Position identification records:
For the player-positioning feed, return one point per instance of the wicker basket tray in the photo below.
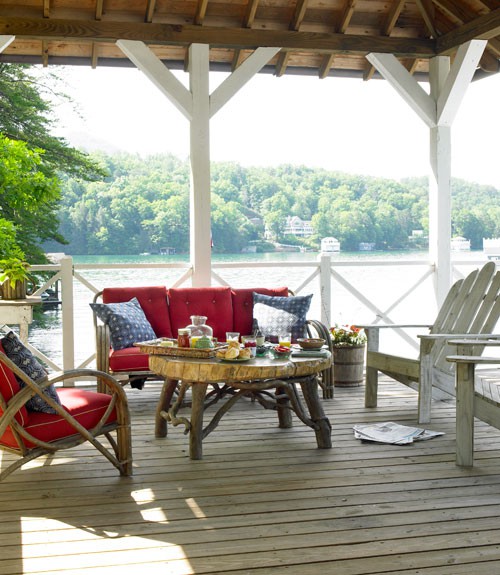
(153, 347)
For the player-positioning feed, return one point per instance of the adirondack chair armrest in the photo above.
(475, 359)
(373, 331)
(394, 325)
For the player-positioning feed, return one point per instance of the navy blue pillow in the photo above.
(275, 315)
(127, 322)
(17, 352)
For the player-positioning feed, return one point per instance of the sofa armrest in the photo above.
(103, 345)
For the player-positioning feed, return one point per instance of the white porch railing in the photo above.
(347, 291)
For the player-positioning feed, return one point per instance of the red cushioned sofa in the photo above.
(227, 309)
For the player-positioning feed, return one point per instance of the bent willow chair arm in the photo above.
(83, 416)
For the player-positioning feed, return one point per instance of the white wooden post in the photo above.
(200, 221)
(198, 107)
(67, 312)
(325, 278)
(437, 110)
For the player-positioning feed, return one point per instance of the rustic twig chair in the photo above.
(472, 306)
(478, 394)
(83, 416)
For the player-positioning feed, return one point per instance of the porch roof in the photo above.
(327, 38)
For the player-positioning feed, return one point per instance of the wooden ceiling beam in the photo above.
(166, 34)
(347, 13)
(45, 53)
(298, 17)
(99, 9)
(483, 28)
(201, 10)
(426, 8)
(150, 11)
(94, 57)
(387, 28)
(247, 23)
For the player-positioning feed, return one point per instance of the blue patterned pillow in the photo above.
(17, 352)
(275, 315)
(127, 322)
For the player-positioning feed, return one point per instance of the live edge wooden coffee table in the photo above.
(257, 377)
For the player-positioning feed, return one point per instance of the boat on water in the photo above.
(330, 245)
(460, 244)
(491, 248)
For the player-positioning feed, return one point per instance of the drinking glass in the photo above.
(285, 339)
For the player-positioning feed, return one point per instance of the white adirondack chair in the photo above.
(472, 306)
(478, 395)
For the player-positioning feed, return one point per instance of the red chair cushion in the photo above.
(243, 306)
(128, 359)
(213, 302)
(9, 386)
(87, 407)
(153, 300)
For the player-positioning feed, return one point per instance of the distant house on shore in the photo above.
(297, 227)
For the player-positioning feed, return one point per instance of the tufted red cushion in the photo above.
(243, 306)
(213, 302)
(9, 387)
(87, 407)
(153, 300)
(128, 359)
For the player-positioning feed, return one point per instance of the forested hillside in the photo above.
(143, 205)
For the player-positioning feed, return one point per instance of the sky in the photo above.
(338, 124)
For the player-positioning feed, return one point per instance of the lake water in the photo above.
(381, 284)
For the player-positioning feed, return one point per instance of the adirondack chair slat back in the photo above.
(476, 309)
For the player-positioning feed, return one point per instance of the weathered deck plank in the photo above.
(262, 500)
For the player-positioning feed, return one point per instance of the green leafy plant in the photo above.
(347, 335)
(13, 270)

**PROBLEM:**
Leave out all images, then reproduce the entries above exactly.

**EXERCISE RESULT:**
For the player-positioning feed, return one point per instance of the wicker basket tray in the photo below.
(153, 347)
For the player-positioning feed, return one point per instance of the adirondack chair armrest in the photo above.
(475, 359)
(373, 331)
(394, 325)
For the player-positioning feed, return one point per instance of the navy blue pillow in the photo above.
(275, 315)
(127, 322)
(17, 352)
For the player-positioning feed, return one point per instance of the sofa armrest in the photo above.
(103, 345)
For the player-positioning feed, return one point per instance of the white porch railing in the photo above.
(347, 291)
For the player-positioning feed, return one point per instance of the red cushioned sofa in the photo above.
(227, 309)
For the player-positioning feed, return one point per instance of the bent willow chair arm in the photo above.
(83, 416)
For the player-positioning feed, return one point per instance of the white wooden post in the photo above.
(200, 221)
(198, 107)
(67, 312)
(325, 278)
(437, 110)
For the player-positioning feed, return one point per instance of the rustic twig chair in the photo above.
(472, 306)
(478, 394)
(83, 416)
For the player-positioning feed, return one point per instance of the porch roof in the photo above.
(327, 38)
For the player-positioning feed, return one point per instance of the wooden ceiling beam in the photo above.
(166, 34)
(347, 13)
(45, 53)
(298, 17)
(99, 9)
(483, 28)
(201, 10)
(426, 8)
(150, 11)
(94, 57)
(387, 28)
(247, 23)
For the player-positioning feed, return one point per instance of the blue patterned pillow in the photo above.
(17, 352)
(275, 315)
(127, 322)
For the player-positioning feed, return one point per instance of the live edge wooden coffee table in the photo above.
(257, 377)
For the player-positioning feed, return one point per instance of the boat on water in the photo above.
(330, 245)
(460, 244)
(491, 248)
For the player-positioning feed, return one point per instance of the drinking glass in the photo above.
(285, 339)
For the player-positioning feed, return one point per instance of the white adirondack chair in the photo above.
(472, 306)
(478, 395)
For the player-positioning feed, return one point per instance of the red chair cushion in the photo above.
(243, 306)
(128, 359)
(213, 302)
(9, 386)
(87, 407)
(153, 300)
For the player-positioning feed, return one point per instance of the distant house on shore in the photo above.
(297, 227)
For the player-positioning feed, return one point per instance of the tufted red cushion in the photo above.
(243, 306)
(213, 302)
(9, 387)
(87, 407)
(153, 300)
(128, 359)
For the player-positioning feed, return one point per instance of the forested hillside in the photo above.
(143, 205)
For the player-positioning feed, return one point per instance of the sky in the photo above.
(338, 124)
For the player-positioning feed, return one point per instance of the lake water in the photo above.
(381, 284)
For the player-positioning feed, return one point per instance of the adirondack chair slat back in the photo above.
(476, 309)
For the player-positioning feed, return one point per instance of the weathered deck plank in the photo above.
(262, 500)
For the player-positioning feed, return one point per instance of the green leafy plant in the photo above.
(347, 335)
(13, 270)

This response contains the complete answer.